## Reading text:
::::::::::
• Let’s talk about concept drifting (also known as “shifting”) which is an important topic in MLOps and ensuring success of your model in production.

  • A predictive ML model learns theta to output \(P(Y \mid X; \theta)\).

    1. Data drift/shift refers to changes in \(P(X)\): different data distributions, different feature space. Data drift usually causes training to fail to produce a good model because the training data does not match real-world examples.
      • Ex: service launched in a new country, expected features missing.
    2. Label schema drift/shift refers to changes in \(Y\): new classes, outdated classes, finer-grained classes. Especially common with high-cardinality tasks.
      • Ex: there’s a new disease to categorize.
    3. Model drift/shift refers to changes in \(P(Y \mid X)\): same inputs expecting different outputs.
      • Ex: when users searched for Wuhan pre-Covid, they expected different results from what they do now.
      • Model drift can be cyclic e.g. ride-share demands weekday vs. weekend.
  • Concept drift doesn’t happen only because of drastic events. It happens all the time, either:
    • suddenly (new competitors, competitors changing their pricing policies, new memes, new events, new fads) or
    • gradually (changes in social norms, cultures, languages)
  • Different features drift at different rates.
    • Ex: an app ranking might be useful for predicting whether it gets downloaded, but it drifts quickly.
  • In production, you sometimes might want to use less good features if they’re more stable.

  • Not all drifts require model retraining or relabeling, but all require monitoring.

Monitoring for drifts

  • Model drifts are not uncommon. Few things that can be done for monitoring:
    1. Having data quality and integrity checks on feature collection and inference services to detect unexpected inputs/outcomes.
    2. Have a hold out set to be reviewed manually by stakeholder teams on a monthly/quarterly basis to detect changes in business models.
  • You can also do it automatically as well using a classifier. Treat your entire training data (\(X\)) and apply pseudo label 1, get a sample from production data (\(X\)), using similar sampling as applied to training data, and apply pseudo label 0. Fit a classifier and measure how well its able to separate the two classes (MCC is a good metric). A drifted space is when it’s very easy for classifier to separate the two. This measures data drift and scales well.
  • Supposedly Netflix monitors by applying the Kolmogorov–Smirnov test, according to a presenter at the Spark + AI Summit.
::::::::::
## Given information:
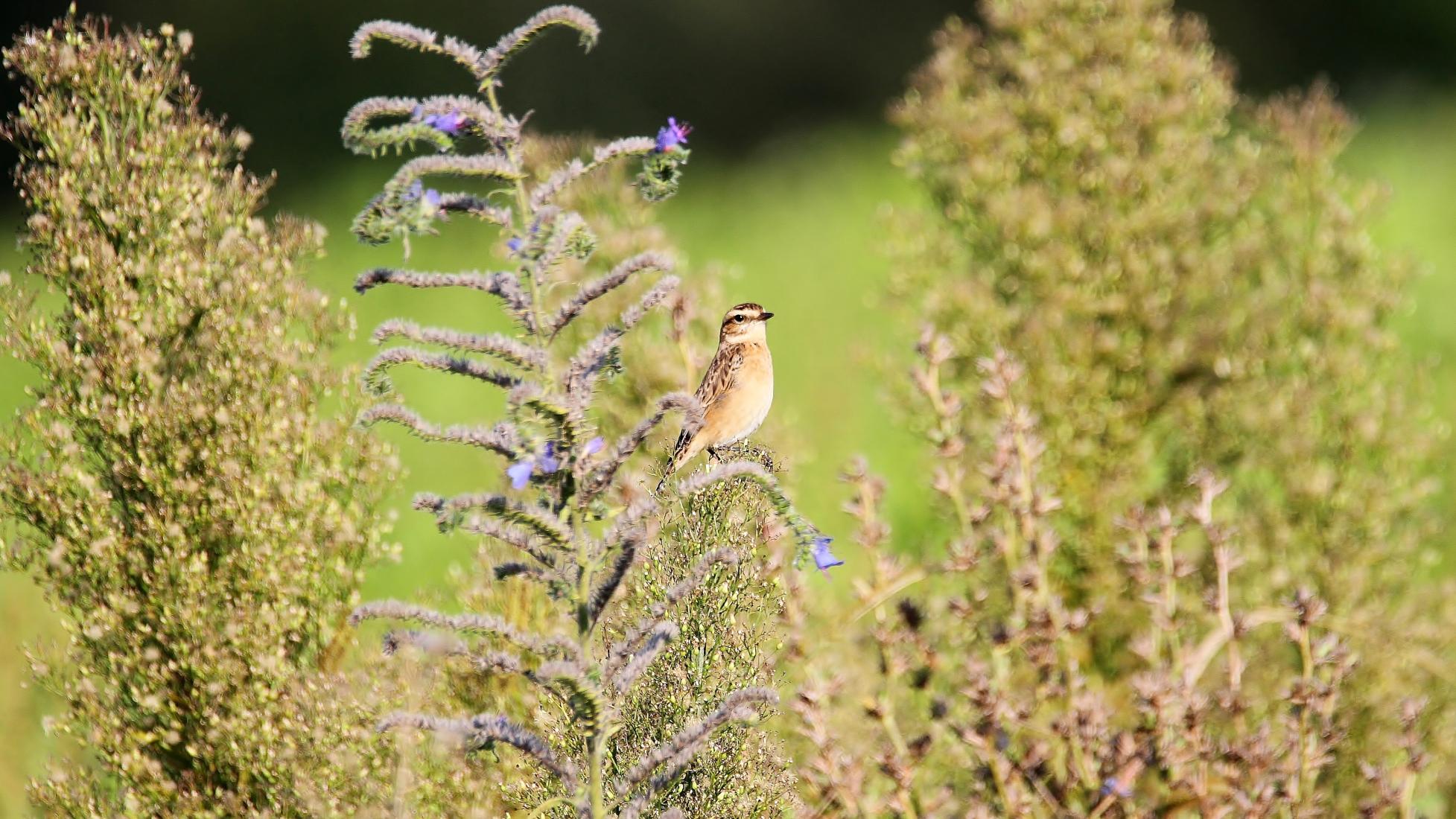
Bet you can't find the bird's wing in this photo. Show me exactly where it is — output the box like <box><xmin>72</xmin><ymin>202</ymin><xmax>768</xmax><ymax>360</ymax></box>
<box><xmin>693</xmin><ymin>346</ymin><xmax>743</xmax><ymax>413</ymax></box>
<box><xmin>673</xmin><ymin>346</ymin><xmax>743</xmax><ymax>453</ymax></box>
::::::::::
## What is expected:
Recast the paragraph of the concept drift text that begins "You can also do it automatically" as a brief list, keeping its main facts.

## Result of the task:
Drift can be checked automatically with a classifier:
- Give the entire training data (X) the pseudo label 1.
- Take a sample of production data (X), sampled the same way as the training data, and give it the pseudo label 0.
- Fit a classifier and measure how well it separates the two classes. MCC is a good metric.
- If the classifier separates the two very easily, the space has drifted.
- This method measures data drift and scales well.